_The request_
Starting at the beginning of the records and ending with the line that contains "[[85, 0], [0, 0], [0, 15], [85, 16]]", recast those lines as a JSON list of strings with one string per line and no blank lines. Include nothing past that line.

[Annotation records]
::::::::::

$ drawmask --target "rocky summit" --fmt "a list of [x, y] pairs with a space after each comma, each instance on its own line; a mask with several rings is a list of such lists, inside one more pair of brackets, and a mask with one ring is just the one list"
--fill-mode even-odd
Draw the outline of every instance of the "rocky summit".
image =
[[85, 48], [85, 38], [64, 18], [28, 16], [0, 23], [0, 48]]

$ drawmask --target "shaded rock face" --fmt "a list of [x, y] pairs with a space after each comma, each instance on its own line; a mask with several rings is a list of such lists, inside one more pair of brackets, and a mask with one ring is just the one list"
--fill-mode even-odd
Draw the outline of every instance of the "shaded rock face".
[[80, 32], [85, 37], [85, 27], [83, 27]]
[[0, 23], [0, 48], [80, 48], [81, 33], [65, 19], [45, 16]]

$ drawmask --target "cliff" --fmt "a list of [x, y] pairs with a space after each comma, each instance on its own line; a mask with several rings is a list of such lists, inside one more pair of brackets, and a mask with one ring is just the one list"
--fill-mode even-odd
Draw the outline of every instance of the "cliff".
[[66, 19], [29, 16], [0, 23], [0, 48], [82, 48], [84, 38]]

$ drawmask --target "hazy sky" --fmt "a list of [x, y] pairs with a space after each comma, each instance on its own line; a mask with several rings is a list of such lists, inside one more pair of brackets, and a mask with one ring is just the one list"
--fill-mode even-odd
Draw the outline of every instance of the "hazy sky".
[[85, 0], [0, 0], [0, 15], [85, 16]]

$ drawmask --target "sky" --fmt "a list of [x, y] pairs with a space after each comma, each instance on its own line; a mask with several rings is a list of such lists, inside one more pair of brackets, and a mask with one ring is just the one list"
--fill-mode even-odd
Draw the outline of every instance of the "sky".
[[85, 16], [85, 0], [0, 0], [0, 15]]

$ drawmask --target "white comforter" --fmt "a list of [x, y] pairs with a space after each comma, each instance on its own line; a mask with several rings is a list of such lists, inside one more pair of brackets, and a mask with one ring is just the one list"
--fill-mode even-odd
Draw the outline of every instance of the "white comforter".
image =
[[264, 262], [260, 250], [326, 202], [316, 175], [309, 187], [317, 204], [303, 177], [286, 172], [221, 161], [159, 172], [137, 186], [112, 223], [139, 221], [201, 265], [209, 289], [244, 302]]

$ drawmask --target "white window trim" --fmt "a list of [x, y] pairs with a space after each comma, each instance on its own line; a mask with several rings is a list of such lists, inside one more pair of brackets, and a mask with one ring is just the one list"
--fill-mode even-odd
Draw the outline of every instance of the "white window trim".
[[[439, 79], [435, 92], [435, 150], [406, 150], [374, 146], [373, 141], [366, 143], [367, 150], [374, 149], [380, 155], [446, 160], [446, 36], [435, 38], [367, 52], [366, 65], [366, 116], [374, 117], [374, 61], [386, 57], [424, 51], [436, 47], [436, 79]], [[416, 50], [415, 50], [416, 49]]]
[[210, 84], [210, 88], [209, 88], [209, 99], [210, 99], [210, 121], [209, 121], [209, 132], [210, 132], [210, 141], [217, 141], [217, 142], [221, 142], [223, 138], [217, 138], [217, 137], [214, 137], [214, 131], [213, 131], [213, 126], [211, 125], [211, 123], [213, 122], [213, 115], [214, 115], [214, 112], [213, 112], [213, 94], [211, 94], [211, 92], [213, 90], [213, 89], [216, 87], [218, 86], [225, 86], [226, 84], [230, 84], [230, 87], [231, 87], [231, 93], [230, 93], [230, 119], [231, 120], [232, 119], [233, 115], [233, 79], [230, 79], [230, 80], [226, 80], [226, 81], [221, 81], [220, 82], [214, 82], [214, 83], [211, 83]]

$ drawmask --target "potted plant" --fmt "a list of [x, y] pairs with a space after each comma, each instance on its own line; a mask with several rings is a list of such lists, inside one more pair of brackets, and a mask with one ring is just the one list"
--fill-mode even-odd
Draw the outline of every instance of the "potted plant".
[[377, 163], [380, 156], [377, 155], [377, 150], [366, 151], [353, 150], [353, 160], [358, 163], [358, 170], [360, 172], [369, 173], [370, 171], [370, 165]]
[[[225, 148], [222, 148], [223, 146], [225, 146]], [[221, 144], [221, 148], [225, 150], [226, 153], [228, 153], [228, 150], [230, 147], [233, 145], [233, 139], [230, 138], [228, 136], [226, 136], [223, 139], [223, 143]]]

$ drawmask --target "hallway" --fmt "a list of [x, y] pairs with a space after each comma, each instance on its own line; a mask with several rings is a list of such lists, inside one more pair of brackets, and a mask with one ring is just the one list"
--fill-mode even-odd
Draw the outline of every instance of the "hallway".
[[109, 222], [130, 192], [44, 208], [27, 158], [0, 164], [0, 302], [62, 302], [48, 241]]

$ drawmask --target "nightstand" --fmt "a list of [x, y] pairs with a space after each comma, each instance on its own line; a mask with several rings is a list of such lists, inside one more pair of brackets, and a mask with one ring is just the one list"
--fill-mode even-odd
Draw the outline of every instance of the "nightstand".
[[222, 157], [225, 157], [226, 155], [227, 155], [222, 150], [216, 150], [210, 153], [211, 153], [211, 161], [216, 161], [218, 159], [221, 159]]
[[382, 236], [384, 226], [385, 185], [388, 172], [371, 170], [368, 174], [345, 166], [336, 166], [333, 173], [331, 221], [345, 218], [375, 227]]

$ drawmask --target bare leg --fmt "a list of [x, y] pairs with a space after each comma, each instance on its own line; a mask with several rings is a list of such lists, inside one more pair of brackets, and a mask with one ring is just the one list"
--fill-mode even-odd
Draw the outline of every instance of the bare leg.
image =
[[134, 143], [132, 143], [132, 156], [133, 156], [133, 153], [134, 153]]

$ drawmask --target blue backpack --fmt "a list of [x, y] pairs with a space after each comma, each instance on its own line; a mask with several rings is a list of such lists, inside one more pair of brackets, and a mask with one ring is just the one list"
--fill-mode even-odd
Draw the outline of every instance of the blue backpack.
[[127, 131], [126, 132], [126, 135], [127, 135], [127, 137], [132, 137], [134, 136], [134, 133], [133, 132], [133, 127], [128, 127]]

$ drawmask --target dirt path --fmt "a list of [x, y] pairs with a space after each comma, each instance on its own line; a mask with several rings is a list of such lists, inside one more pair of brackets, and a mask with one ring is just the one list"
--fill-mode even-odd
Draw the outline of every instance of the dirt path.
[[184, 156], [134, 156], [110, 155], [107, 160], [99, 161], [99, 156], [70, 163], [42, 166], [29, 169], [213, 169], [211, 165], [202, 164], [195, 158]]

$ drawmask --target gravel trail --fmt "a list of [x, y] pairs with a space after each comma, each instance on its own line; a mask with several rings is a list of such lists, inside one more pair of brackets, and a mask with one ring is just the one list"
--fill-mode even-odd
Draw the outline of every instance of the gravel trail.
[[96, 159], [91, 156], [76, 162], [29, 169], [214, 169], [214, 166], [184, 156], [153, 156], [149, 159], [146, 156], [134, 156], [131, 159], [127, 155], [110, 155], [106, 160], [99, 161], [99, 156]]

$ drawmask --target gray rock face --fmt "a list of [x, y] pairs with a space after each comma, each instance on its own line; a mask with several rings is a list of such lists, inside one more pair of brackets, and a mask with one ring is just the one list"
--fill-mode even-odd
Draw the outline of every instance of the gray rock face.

::::::::::

_Worked answer_
[
  "$ drawmask --target \"rocky summit\" --fmt \"a list of [x, y] pairs with a space after each comma, each instance on its own line; a mask with several rings is a list of such lists, inside one more pair of brackets, and a mask with one ring is just the one list\"",
  "--fill-mode even-odd",
  "Draw the outline of every instance of the \"rocky summit\".",
  "image =",
  "[[85, 48], [85, 38], [64, 18], [28, 16], [0, 23], [0, 48]]",
  "$ drawmask --target \"shaded rock face\" --fmt \"a list of [x, y] pairs with a space after each comma, each instance on its own line; a mask with several rings is a list of such lists, inside one more pair of brackets, and a mask with one ring is just the one list\"",
  "--fill-mode even-odd",
  "Draw the outline of every instance of the \"shaded rock face\".",
  "[[80, 32], [85, 37], [85, 27], [83, 27]]",
  "[[0, 23], [0, 48], [80, 48], [81, 33], [65, 19], [45, 16]]",
  "$ drawmask --target \"cliff\" --fmt \"a list of [x, y] pairs with a space after each comma, each instance on its own line; a mask with several rings is a list of such lists, inside one more pair of brackets, and a mask with one ring is just the one list\"",
  "--fill-mode even-odd",
  "Draw the outline of every instance of the \"cliff\".",
  "[[66, 19], [29, 16], [0, 23], [0, 48], [82, 48], [84, 38]]",
  "$ drawmask --target \"hazy sky\" --fmt \"a list of [x, y] pairs with a space after each comma, each instance on its own line; a mask with several rings is a list of such lists, inside one more pair of brackets, and a mask with one ring is just the one list\"",
  "--fill-mode even-odd",
  "Draw the outline of every instance of the \"hazy sky\".",
  "[[85, 0], [0, 0], [0, 15], [85, 16]]"
]